_本节任务_:
1. 返回关于模型训练的文本中从“# 产看随着epoch变化的学习率”到“设置早停回调 tf.keras.callbacks.EarlyStopping 避免不必要的训练时间。”之间的部分，首尾两处都包括在内。
2. 把关于模型训练的文本中的这句话译成英语：“设置早停回调 tf.keras.callbacks.EarlyStopping 避免不必要的训练时间。”

在训练期间逐渐降低学习率可以获得更好的训练效果，使用 tf.keras.optimizers.schedules 来降低一段时间内的学习率：

lr_schedule = tf.keras.optimizers.schedules.InverseTimeDecay(
  0.001,
  decay_steps=STEPS_PER_EPOCH*1000,
  decay_rate=1,
  staircase=False)

def get_optimizer():
  return tf.keras.optimizers.Adam(lr_schedule)

# 产看随着epoch变化的学习率
step = np.linspace(0,100000)
lr = lr_schedule(step)
plt.figure(figsize = (8,6))
plt.plot(step/STEPS_PER_EPOCH, lr)
plt.ylim([0,max(plt.ylim())])
plt.xlabel('Epoch')
_ = plt.ylabel('Learning Rate')

设置早停回调 tf.keras.callbacks.EarlyStopping 避免不必要的训练时间。

def get_callbacks(name):
  return [
    tfdocs.modeling.EpochDots(),
    tf.keras.callbacks.EarlyStopping(monitor='val_binary_crossentropy', patience=200),
    tf.keras.callbacks.TensorBoard(logdir/name),
  ]

为所有模型设置相同的model.compile和model.fit：

def compile_and_fit(model, name, optimizer=None, max_epochs=10000):
  if optimizer is None:
    optimizer = get_optimizer()
  model.compile(optimizer=optimizer,
                loss=tf.keras.losses.BinaryCrossentropy(from_logits=True),
                metrics=[
                  tf.keras.losses.BinaryCrossentropy(
                      from_logits=True, name='binary_crossentropy'),
                  'accuracy'])

  model.summary()

  history = model.fit(
    train_ds,
    steps_per_epoch = STEPS_PER_EPOCH,
    epochs=max_epochs,
    validation_data=validate_ds,
    callbacks=get_callbacks(name),
    verbose=0)
  return history

tiny_model的训练：

tiny_model = tf.keras.Sequential([
    layers.Dense(16, activation='elu', input_shape=(FEATURES,)),
    layers.Dense(1)
])

size_histories = {}

size_histories['Tiny'] = compile_and_fit(tiny_model, 'sizes/Tiny')

'''
Model: "sequential"
_________________________________________________________________
 Layer (type)                Output Shape              Param #   
=================================================================
 dense (Dense)               (None, 16)                464       
                                                                 
 dense_1 (Dense)             (None, 1)                 17        
                                                                 
=================================================================
Total params: 481
Trainable params: 481
Non-trainable params: 0
_________________________________________________________________

Epoch: 0, accuracy:0.4915,  binary_crossentropy:0.8589,  loss:0.8589,  val_accuracy:0.4730,  val_binary_crossentropy:0.8619,  val_loss:0.8619,  
...
'''

# 查看训练过程
plotter = tfdocs.plots.HistoryPlotter(metric = 'binary_crossentropy', smoothing_std=10)
plotter.plot(size_histories)
plt.ylim([0.5, 0.7])

small_model的训练：

small_model = tf.keras.Sequential([
    # `input_shape` is only required here so that `.summary` works.
    layers.Dense(16, activation='elu', input_shape=(FEATURES,)),
    layers.Dense(16, activation='elu'),
    layers.Dense(1)
])

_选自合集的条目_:

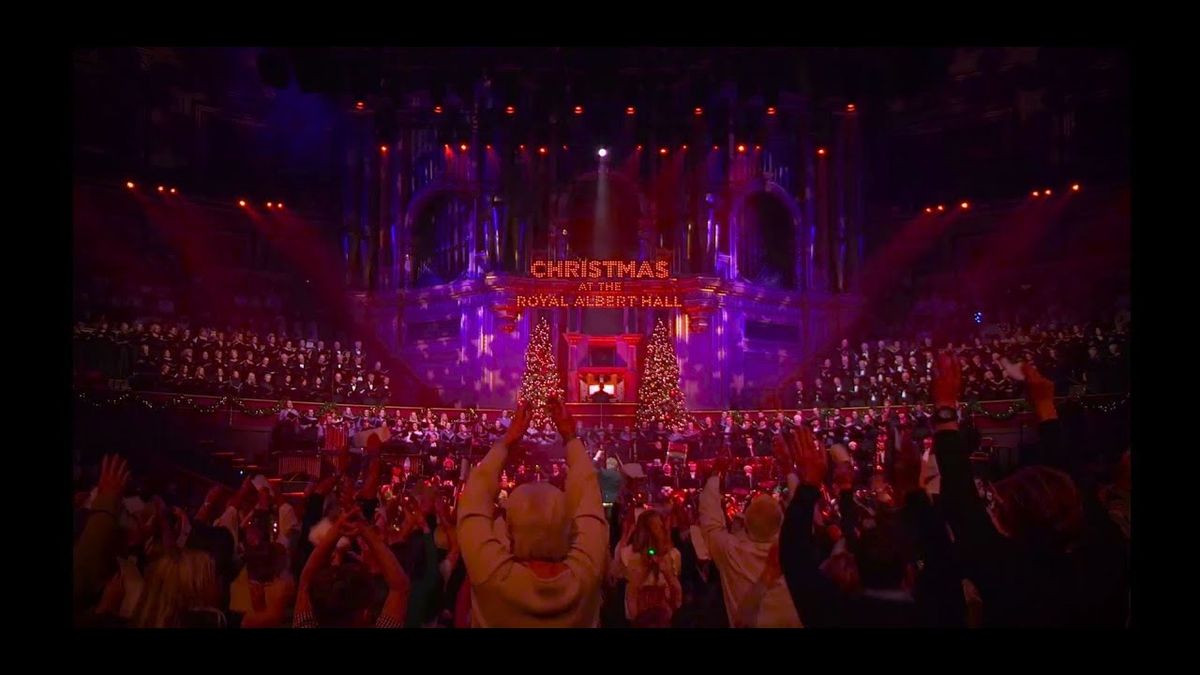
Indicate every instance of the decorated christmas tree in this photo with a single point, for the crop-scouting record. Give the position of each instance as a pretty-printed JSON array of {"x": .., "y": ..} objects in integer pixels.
[
  {"x": 540, "y": 380},
  {"x": 660, "y": 399}
]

_参考答案_:
1.
# 产看随着epoch变化的学习率
step = np.linspace(0,100000)
lr = lr_schedule(step)
plt.figure(figsize = (8,6))
plt.plot(step/STEPS_PER_EPOCH, lr)
plt.ylim([0,max(plt.ylim())])
plt.xlabel('Epoch')
_ = plt.ylabel('Learning Rate')

设置早停回调 tf.keras.callbacks.EarlyStopping 避免不必要的训练时间。

2. Set up the early stopping callback tf.keras.callbacks.EarlyStopping to avoid unnecessary training time.